Le verset titre ne nous apprend rien sur la personne du prophète ni sur son époque.
Le livre de Joël n’évoque pas distinctement Israël, le royaume du Nord. Le nom Israël y désigne la communauté en relation avec YHWH, le SEIGNEUR (2.27 ; 4.2,16). Jérusalem (ou Sion), lieu du culte et de la demeure de Dieu, est le lieu central où le peuple prend conscience de son identité. On a tenté de faire correspondre les indications historiques du texte à plusieurs périodes, en prenant en considération les ennemis (2.20 ; 4.4,19) ou les partenaires commerciaux nommés (4.6-8), et aussi le fait que les grands responsables des deux catastrophes nationales, les Assyriens et les Babyloniens, sont absents de la scène. Les hypothèses vont de la fin du IXe siècle au IVe siècle av. J.-C., après l’exil babylonien et le retour en Juda. D’autres indices potentiels, comme l’invasion d’insectes destructeurs et la sécheresse décrites au chapitre 1, sont plus difficilement exploitables, car nous ignorons s’ils correspondent à des événements contemporains du prophète ou s’ils servent seulement d’illustrations à son message.
On lira le livre comme une prédication qui peut concerner tous les temps. Les v. 2 et 3 du chapitre 1 invitent d’ailleurs à transmettre son contenu de génération en génération.
La structure du livre de Joël n’est pas facile à discerner. On distingue cependant des thèmes et des motifs littéraires qui s’entrecroisent. Trois grandes parties apparaissent :
De 1.4 à 1.20 le texte superpose les effets d’une invasion de criquets (v. 4-14) et de la venue du jour du SEIGNEUR (v. 15-20), comme si l’un était le signe de l’autre. Le jour du SEIGNEUR se caractérise par des catastrophes et des bouleversements cosmiques : c’est un cataclysme auquel nul ne peut échapper (2.1-11).
Les exhortations à se lamenter et à supplier Dieu, éparses au milieu de la dévastation décrite de 1.4 à 2.11, sont reprises en 2.12-17. Elles culminent sous la forme d’appels au changement, au rassemblement et à la prière. Dieu répond en 2.18-27, en des termes inversés par rapport à la description des catastrophes, avec des promesses de rétablissement et de surabondance.
Le jour du SEIGNEUR est le thème unique des chapitres 3 et 4. Il apparaît comme possibilité de salut pour Israël (3.1-5 et 4.16-21) et exécution du jugement sur les nations (4.1-16).
——————————
--- Les consignes ---
• a. Recopiez le passage du texte sur le livre de Joël qui commence par « Les exhortations à » et se poursuit jusqu'à « et de surabondance. ».
• b. Dans la liste, remplacez « bicycle helmet » par « ski helmet » sans rien changer d'autre. Redonnez seulement les lignes qui vont du début de la liste jusqu'à la ligne contenant « [1128,394,1202,447] », celle-ci comprise.
Le texte et la liste ne proviennent pas de la même source.
——————————
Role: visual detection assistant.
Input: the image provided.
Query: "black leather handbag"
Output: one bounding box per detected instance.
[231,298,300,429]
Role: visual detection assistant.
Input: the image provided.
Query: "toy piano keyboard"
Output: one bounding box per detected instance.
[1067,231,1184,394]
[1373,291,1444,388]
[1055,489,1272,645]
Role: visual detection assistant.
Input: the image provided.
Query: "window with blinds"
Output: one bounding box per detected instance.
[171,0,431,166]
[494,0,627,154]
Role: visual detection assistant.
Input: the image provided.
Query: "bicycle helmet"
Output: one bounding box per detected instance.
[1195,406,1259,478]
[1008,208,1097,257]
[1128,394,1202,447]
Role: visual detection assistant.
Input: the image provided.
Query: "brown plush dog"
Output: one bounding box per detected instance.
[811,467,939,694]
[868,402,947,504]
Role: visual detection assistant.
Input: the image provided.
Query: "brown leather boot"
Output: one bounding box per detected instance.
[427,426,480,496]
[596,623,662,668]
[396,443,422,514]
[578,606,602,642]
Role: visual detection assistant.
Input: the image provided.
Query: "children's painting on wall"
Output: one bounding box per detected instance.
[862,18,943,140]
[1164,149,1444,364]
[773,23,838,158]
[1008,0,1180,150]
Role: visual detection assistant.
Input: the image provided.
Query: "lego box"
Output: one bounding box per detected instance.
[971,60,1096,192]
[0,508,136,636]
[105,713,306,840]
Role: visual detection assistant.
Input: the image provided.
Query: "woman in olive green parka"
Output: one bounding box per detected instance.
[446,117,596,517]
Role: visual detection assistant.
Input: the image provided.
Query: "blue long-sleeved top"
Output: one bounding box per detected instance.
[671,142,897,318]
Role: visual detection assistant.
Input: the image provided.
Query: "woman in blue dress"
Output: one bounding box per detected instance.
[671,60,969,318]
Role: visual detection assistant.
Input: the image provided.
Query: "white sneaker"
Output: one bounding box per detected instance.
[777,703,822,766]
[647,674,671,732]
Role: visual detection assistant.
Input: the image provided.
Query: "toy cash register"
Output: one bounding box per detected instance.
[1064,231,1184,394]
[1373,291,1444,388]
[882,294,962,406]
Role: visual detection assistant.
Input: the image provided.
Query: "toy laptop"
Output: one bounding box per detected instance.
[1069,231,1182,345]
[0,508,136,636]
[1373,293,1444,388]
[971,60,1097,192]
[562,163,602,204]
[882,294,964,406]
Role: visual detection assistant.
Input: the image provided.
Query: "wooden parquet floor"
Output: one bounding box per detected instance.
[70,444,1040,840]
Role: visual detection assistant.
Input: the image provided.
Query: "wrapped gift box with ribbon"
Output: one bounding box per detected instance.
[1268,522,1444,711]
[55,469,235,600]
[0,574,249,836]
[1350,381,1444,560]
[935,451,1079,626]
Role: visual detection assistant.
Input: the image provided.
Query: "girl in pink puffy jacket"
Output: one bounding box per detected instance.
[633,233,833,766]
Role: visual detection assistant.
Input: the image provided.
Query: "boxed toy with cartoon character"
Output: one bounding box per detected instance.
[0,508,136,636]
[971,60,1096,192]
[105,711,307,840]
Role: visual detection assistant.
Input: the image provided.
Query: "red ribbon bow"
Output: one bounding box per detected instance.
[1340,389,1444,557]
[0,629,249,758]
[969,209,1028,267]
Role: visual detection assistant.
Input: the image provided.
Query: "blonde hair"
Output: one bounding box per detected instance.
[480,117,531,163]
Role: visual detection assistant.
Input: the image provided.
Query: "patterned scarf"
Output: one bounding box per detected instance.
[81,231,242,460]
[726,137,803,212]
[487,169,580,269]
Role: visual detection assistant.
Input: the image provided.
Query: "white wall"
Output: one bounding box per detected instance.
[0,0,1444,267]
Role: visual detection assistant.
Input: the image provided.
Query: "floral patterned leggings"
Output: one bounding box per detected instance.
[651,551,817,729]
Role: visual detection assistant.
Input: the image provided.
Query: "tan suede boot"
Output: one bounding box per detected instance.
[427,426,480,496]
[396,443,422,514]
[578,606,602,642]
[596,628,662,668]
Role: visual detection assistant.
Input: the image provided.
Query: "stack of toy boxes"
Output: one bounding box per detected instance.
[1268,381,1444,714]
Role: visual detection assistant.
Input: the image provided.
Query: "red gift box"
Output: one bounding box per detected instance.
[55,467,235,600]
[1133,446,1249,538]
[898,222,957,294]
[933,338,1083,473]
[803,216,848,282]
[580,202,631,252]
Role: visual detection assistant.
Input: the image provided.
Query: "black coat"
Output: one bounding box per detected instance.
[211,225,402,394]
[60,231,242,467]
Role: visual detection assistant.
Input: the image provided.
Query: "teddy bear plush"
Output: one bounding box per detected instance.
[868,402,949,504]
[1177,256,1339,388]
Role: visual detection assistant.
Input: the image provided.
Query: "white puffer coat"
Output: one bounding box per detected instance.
——————————
--- Corrigé ---
• a.
Les exhortations à se lamenter et à supplier Dieu, éparses au milieu de la dévastation décrite de 1.4 à 2.11, sont reprises en 2.12-17. Elles culminent sous la forme d’appels au changement, au rassemblement et à la prière. Dieu répond en 2.18-27, en des termes inversés par rapport à la description des catastrophes, avec des promesses de rétablissement et de surabondance.

• b.
Role: visual detection assistant.
Input: the image provided.
Query: "black leather handbag"
Output: one bounding box per detected instance.
[231,298,300,429]
Role: visual detection assistant.
Input: the image provided.
Query: "toy piano keyboard"
Output: one bounding box per detected instance.
[1067,231,1184,394]
[1373,291,1444,388]
[1055,489,1272,645]
Role: visual detection assistant.
Input: the image provided.
Query: "window with blinds"
Output: one bounding box per detected instance.
[171,0,431,166]
[494,0,627,154]
Role: visual detection assistant.
Input: the image provided.
Query: "ski helmet"
Output: one bounding box per detected instance.
[1195,406,1259,478]
[1008,208,1097,257]
[1128,394,1202,447]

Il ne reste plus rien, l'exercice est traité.